*Description of the task*. Quote every one of the items below word for word, line by line, with nothing changed.
* begin *
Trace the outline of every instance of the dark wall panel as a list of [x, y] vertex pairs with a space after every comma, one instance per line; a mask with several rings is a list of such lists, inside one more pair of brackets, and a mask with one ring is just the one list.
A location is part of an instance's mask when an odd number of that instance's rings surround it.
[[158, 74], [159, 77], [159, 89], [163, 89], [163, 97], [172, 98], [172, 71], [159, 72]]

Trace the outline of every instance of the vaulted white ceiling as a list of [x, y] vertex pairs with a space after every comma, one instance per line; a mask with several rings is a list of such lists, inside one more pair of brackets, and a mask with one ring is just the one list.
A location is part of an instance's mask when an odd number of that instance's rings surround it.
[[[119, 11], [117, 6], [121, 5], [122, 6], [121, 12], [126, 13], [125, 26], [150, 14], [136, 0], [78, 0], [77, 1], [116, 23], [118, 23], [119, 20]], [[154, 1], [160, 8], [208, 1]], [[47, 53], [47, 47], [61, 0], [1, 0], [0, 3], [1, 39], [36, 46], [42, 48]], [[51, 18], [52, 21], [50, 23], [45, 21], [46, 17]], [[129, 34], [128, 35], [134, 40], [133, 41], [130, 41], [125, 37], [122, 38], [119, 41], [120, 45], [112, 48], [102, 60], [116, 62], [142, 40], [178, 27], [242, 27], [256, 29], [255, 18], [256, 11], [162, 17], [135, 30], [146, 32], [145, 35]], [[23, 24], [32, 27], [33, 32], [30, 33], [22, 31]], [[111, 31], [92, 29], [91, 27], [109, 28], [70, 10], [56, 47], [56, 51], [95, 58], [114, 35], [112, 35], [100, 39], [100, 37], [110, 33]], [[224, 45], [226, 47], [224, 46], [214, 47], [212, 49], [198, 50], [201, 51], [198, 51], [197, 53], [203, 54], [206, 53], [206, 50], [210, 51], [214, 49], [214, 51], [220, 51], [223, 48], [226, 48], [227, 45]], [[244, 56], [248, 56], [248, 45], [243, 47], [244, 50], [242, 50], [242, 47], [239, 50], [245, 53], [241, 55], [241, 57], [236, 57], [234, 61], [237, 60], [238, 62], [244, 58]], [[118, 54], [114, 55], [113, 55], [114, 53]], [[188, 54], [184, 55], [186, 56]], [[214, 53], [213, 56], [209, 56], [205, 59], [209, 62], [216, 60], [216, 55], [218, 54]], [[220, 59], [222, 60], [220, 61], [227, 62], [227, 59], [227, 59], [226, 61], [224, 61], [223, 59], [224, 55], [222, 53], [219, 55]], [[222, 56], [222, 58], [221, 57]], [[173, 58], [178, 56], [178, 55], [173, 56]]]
* end *
*Task response*.
Trace the outline of every instance of the dark wall panel as a list of [x, y] vertex pairs with a space after every comma, one instance per line; a mask with several rings is a list of such lists, inside one more pair of brackets, and a mask with one ring is just the one list.
A location is part of an instance's mask when an odd number of that instance's rings surround it.
[[158, 74], [159, 77], [159, 89], [163, 89], [163, 97], [172, 98], [172, 71], [159, 72]]

Trace the outline of every instance of the vaulted white ceiling as a list of [x, y] vertex pairs with a space after every comma, one instance per line; a mask with several rings is a list of such lists, inside one more pair of brackets, and a mask with one ring is just the one list.
A location is part of an instance's mask when an odd number of that instance's rings surround it.
[[[119, 11], [117, 6], [121, 5], [122, 6], [121, 12], [126, 13], [125, 26], [150, 14], [136, 0], [78, 0], [77, 1], [116, 23], [118, 23], [119, 20]], [[154, 1], [160, 8], [208, 1]], [[47, 53], [47, 47], [61, 0], [1, 0], [0, 3], [1, 39], [36, 46], [42, 48]], [[51, 18], [52, 21], [50, 23], [45, 21], [46, 17]], [[129, 34], [128, 35], [134, 40], [133, 41], [130, 41], [125, 37], [122, 38], [119, 41], [120, 45], [112, 48], [102, 60], [116, 62], [142, 40], [178, 27], [242, 27], [256, 29], [255, 18], [256, 11], [162, 17], [135, 30], [146, 32], [145, 35]], [[23, 24], [32, 27], [33, 32], [30, 33], [22, 31]], [[111, 31], [92, 29], [91, 27], [109, 28], [70, 10], [56, 47], [56, 51], [95, 58], [114, 35], [112, 35], [100, 39], [100, 37], [110, 33]], [[224, 45], [226, 47], [224, 46], [214, 47], [212, 49], [198, 50], [201, 51], [198, 51], [197, 53], [203, 54], [206, 53], [206, 50], [210, 51], [214, 49], [214, 51], [220, 51], [223, 48], [226, 48], [227, 45]], [[244, 56], [248, 56], [248, 45], [243, 47], [244, 50], [242, 50], [242, 47], [239, 50], [245, 53], [241, 55], [241, 57], [236, 57], [234, 61], [237, 60], [238, 62], [244, 58]], [[118, 54], [114, 55], [113, 55], [114, 53]], [[188, 54], [184, 55], [186, 56]], [[214, 53], [213, 56], [209, 56], [205, 59], [209, 62], [216, 60], [216, 55], [218, 54]], [[220, 59], [222, 60], [220, 61], [227, 62], [227, 59], [227, 59], [226, 61], [224, 61], [223, 59], [224, 55], [222, 53], [219, 55]], [[222, 56], [222, 58], [221, 57]], [[173, 58], [178, 56], [178, 55], [173, 56]]]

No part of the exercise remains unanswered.